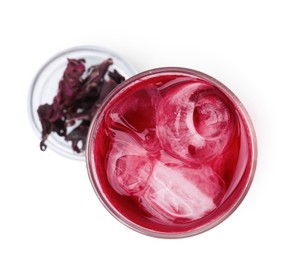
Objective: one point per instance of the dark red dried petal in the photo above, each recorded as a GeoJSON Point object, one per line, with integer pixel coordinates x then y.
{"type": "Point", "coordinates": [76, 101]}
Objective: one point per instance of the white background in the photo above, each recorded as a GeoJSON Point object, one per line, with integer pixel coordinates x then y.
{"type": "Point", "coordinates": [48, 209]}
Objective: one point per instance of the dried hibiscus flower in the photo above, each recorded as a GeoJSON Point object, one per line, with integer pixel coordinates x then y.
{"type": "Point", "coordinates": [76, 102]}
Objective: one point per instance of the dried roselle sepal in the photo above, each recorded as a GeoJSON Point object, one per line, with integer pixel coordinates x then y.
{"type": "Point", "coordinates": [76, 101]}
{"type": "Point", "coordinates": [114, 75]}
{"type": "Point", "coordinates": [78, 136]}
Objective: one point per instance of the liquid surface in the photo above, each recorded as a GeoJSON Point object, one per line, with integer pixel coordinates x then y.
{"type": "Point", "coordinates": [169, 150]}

——

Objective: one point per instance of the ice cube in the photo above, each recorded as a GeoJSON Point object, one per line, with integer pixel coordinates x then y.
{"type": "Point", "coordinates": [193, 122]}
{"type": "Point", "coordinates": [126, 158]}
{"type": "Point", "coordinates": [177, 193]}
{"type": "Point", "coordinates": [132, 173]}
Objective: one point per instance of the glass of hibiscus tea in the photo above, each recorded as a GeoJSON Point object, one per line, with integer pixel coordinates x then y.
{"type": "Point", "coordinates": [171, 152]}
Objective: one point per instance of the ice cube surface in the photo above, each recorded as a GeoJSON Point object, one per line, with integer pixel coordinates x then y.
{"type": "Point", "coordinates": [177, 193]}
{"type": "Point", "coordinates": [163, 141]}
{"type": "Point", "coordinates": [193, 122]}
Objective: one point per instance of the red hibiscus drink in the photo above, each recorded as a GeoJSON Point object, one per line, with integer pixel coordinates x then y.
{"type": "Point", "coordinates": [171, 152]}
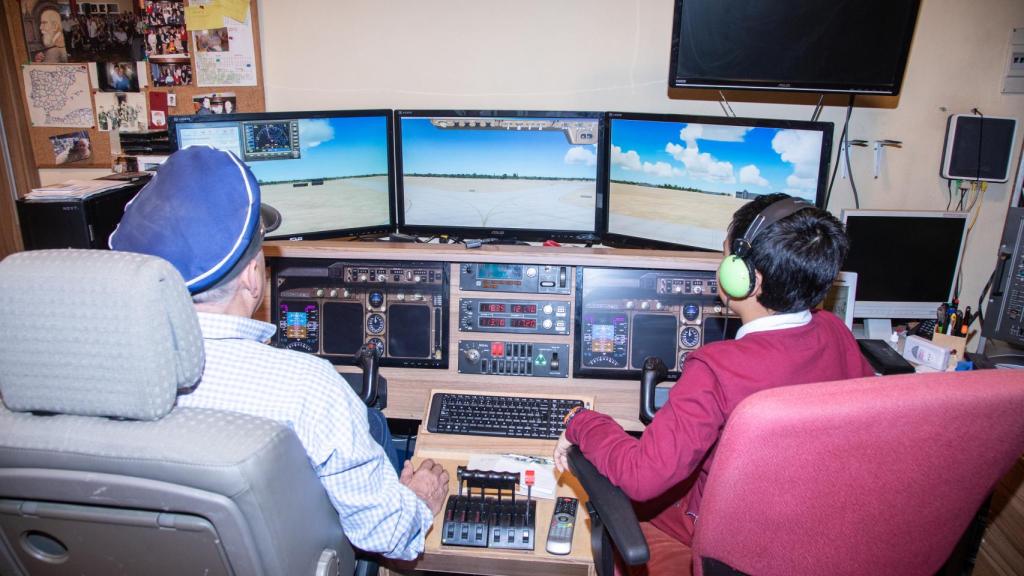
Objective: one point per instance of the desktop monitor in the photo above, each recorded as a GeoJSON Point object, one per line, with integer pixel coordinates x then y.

——

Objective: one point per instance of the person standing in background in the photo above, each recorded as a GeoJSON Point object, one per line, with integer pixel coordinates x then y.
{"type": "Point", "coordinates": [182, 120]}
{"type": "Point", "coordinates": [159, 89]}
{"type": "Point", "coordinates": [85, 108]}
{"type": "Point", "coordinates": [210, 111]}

——

In the records between the line containing "Objective: one point per instance of the red" and the line containing "Objective: one point per instance of the desktop", inclusive, substitute "whole-number pixel coordinates" for "integer pixel coordinates" and reproduce only those lines, leaving everything else unchanged. Omit the pictures.

→ Final answer:
Objective: one point per instance of the red hibiscus drink in the photo above, each recorded as a GeoJSON Point object, one per line, with whole-number pixel coordinates x then y.
{"type": "Point", "coordinates": [171, 152]}
Objective: one point per instance of the desktop monitor in the photo above, each recorded as a GeoJSON Point object, one per line, with whole-number pixel coordinates x then y.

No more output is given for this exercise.